↓
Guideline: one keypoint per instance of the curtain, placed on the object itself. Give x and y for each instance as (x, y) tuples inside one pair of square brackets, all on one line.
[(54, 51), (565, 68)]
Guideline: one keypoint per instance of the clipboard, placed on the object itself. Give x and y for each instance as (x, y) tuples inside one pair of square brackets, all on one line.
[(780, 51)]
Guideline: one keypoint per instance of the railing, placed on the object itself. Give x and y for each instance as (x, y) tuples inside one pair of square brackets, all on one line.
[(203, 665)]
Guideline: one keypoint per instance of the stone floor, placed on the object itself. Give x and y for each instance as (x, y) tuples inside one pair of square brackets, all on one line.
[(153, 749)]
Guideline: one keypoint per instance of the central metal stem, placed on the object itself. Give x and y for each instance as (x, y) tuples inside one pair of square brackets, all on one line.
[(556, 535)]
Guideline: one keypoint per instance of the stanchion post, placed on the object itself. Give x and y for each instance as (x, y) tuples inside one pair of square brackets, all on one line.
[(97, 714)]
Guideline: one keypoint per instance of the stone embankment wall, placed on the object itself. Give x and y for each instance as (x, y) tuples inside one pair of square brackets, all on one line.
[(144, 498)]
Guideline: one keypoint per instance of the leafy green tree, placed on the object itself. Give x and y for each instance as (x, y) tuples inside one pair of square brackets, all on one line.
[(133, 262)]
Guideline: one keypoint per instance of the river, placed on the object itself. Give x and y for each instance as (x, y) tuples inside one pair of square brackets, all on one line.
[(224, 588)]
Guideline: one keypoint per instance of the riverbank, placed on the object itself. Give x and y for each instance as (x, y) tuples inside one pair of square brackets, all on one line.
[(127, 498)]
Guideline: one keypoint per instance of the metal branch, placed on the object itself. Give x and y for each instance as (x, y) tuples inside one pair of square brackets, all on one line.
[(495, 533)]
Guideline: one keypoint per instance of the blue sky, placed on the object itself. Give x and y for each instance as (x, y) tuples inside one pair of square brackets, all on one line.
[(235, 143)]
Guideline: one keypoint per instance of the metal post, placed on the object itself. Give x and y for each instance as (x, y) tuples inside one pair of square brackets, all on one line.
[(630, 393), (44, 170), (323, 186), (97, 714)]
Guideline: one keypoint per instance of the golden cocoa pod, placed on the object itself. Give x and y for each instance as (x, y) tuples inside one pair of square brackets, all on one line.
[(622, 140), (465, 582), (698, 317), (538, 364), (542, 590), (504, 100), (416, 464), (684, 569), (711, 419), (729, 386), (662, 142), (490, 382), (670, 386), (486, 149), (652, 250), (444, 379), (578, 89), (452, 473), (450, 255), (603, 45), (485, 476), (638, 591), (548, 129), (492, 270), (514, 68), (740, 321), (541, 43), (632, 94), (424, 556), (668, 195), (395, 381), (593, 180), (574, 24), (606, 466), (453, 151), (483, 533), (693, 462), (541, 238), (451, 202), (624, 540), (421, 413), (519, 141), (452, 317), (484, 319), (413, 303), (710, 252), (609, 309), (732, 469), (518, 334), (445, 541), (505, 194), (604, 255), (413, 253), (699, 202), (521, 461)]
↑
EXERCISE TASK
Please carry over the material from the line with "Guideline: one keypoint per instance of the river, placed" to the line with "[(127, 498)]", both lines included and nothing else. Copy the guideline lines unchanged, and add 44 to every x and y coordinate in the answers.

SOLUTION FOR THIS EXERCISE
Guideline: one keypoint per instance of the river, placed on the object itself. Give x and y for each instance as (x, y) tuples inside one pair of square brackets, all on one line.
[(268, 632)]
Guideline: one keypoint per instance of the riverbank, placed on the object itself. Give x and y for each instance as (x, y) tuples inside one pair of square brackets, all on one line.
[(171, 542)]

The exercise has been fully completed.